##### Dataset content

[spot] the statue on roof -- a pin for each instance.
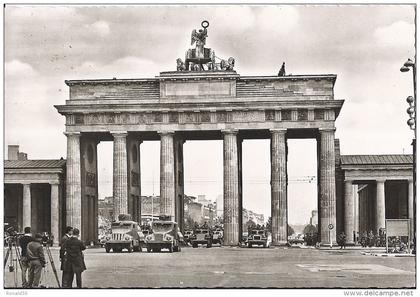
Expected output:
(201, 58)
(199, 38)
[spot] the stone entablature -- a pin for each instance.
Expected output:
(204, 85)
(204, 100)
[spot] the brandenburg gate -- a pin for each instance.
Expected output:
(204, 99)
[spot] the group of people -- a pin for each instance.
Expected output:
(33, 258)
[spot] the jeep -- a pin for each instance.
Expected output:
(124, 235)
(218, 236)
(201, 236)
(258, 237)
(165, 235)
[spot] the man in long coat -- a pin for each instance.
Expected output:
(74, 263)
(65, 278)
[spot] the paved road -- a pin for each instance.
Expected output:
(243, 267)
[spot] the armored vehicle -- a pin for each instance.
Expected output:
(201, 236)
(187, 235)
(258, 237)
(165, 235)
(124, 235)
(217, 236)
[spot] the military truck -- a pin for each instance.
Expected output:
(258, 237)
(187, 234)
(124, 234)
(164, 235)
(201, 236)
(217, 236)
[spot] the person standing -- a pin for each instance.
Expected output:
(36, 259)
(74, 263)
(65, 277)
(24, 240)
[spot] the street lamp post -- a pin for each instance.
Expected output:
(412, 122)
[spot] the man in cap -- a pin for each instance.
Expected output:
(36, 259)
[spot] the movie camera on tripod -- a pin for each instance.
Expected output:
(13, 254)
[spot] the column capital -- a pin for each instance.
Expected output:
(326, 130)
(166, 132)
(279, 131)
(77, 134)
(230, 131)
(119, 133)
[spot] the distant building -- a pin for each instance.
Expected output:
(106, 208)
(34, 193)
(219, 206)
(314, 218)
(249, 215)
(150, 208)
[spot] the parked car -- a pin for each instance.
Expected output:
(165, 235)
(202, 236)
(187, 235)
(258, 237)
(124, 235)
(218, 236)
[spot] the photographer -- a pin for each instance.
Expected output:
(74, 262)
(65, 278)
(24, 240)
(36, 258)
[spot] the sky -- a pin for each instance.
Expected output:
(365, 45)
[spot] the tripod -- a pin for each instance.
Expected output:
(14, 258)
(51, 263)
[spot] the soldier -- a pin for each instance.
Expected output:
(371, 239)
(24, 240)
(36, 259)
(74, 262)
(342, 240)
(65, 275)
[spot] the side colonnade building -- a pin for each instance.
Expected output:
(187, 105)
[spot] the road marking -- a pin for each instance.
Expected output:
(355, 268)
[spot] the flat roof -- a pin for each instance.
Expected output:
(19, 164)
(376, 159)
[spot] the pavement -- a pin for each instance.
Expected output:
(240, 268)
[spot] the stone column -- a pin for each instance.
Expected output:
(327, 187)
(356, 211)
(230, 188)
(348, 211)
(55, 213)
(411, 206)
(380, 205)
(278, 187)
(73, 185)
(27, 208)
(120, 184)
(167, 174)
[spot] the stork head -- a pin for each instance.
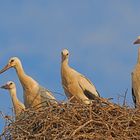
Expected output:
(137, 41)
(9, 85)
(65, 54)
(13, 62)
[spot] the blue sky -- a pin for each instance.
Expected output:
(99, 35)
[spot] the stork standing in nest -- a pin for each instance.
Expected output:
(34, 95)
(18, 106)
(75, 85)
(136, 78)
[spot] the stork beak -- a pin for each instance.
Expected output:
(137, 41)
(5, 87)
(5, 68)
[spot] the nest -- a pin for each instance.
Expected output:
(101, 120)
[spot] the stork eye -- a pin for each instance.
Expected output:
(12, 60)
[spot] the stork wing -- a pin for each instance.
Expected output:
(87, 87)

##########

How to complete this task - From the first line to the last, output the data exactly; skip any pictures.

Written solution -
[spot] the statue on roof -- a pin for each instance.
Expected output:
(201, 58)
(199, 38)
[spot] the stone entablature -- a pin for each instance.
Expected output:
(204, 85)
(204, 100)
[spot] the brandenburg gate -- a pin for each instance.
Expected output:
(204, 99)
[spot] the group of people -- a pin for each instance.
Expected output:
(33, 258)
[spot] the jeep -- a pin for each instance.
Expected output:
(124, 235)
(218, 236)
(201, 236)
(258, 237)
(165, 235)
[spot] the man in long coat -- a pin for each instance.
Expected output:
(74, 263)
(65, 278)
[spot] the paved road -- a pin for each instance.
Expected output:
(243, 267)
[spot] the armored vehicle -- a pin for each instance.
Expected output:
(201, 236)
(187, 235)
(258, 237)
(165, 235)
(124, 235)
(217, 236)
[spot] the military truck -- a pin for each instance.
Expected output:
(258, 237)
(187, 234)
(124, 234)
(164, 235)
(201, 236)
(217, 236)
[spot] the person standing -- a pin for each instance.
Expected output:
(36, 259)
(74, 263)
(65, 277)
(24, 240)
[spot] the street lamp post -- a pin for each instance.
Expected output:
(412, 122)
[spot] the man in cap -- a pin for each instance.
Expected output:
(36, 259)
[spot] the movie camera on tripod -- a pin for each instance.
Expected output:
(13, 254)
[spot] the column capital -- a pin for each instance.
Expected output:
(326, 130)
(166, 132)
(279, 131)
(77, 134)
(230, 131)
(119, 133)
[spot] the distant building -- a pin for each instance.
Expected output:
(106, 208)
(34, 193)
(219, 206)
(314, 218)
(249, 215)
(150, 208)
[spot] the parked car -- a pin for each instance.
Expected output:
(165, 235)
(202, 236)
(187, 235)
(258, 237)
(124, 235)
(218, 236)
[spot] the photographer -- a pin for each instance.
Expected output:
(74, 262)
(65, 278)
(24, 240)
(36, 258)
[spot] the sky -- a pin for each instance.
Expected output:
(365, 45)
[spot] the tripod -- a pin for each instance.
Expected output:
(14, 258)
(51, 263)
[spot] the soldier -- a pin for each instance.
Expected output:
(371, 239)
(24, 240)
(36, 259)
(74, 262)
(342, 240)
(65, 275)
[spot] the side colonnade building -- a pin for each instance.
Expected output:
(187, 105)
[spot] the road marking -- a pin for each instance.
Expected output:
(355, 268)
[spot] the flat roof -- a pin for each instance.
Expected output:
(19, 164)
(376, 159)
[spot] the pavement -- a pin for each instance.
Expected output:
(240, 268)
[spot] the stone column -- a pin for each instance.
Expected output:
(327, 187)
(356, 211)
(230, 188)
(348, 211)
(55, 213)
(411, 206)
(380, 205)
(278, 187)
(73, 185)
(27, 208)
(120, 184)
(167, 174)
[spot] the stork head -- a pin for each instance.
Expected output:
(137, 41)
(9, 85)
(65, 54)
(13, 62)
[spot] the blue sky -- a pin for each instance.
Expected output:
(99, 35)
[spot] the stork standing in nest -- a pin for each instance.
Expected output:
(34, 95)
(18, 106)
(75, 85)
(136, 78)
[spot] the stork beak -- a pin for each instance.
Expected output:
(137, 41)
(5, 87)
(5, 68)
[spot] the nest -- a pin for each instance.
Expected output:
(101, 120)
[spot] the stork eye -- a pin for each instance.
Expected output:
(12, 60)
[spot] the stork wing -- a pin for each instance.
Expected output:
(87, 87)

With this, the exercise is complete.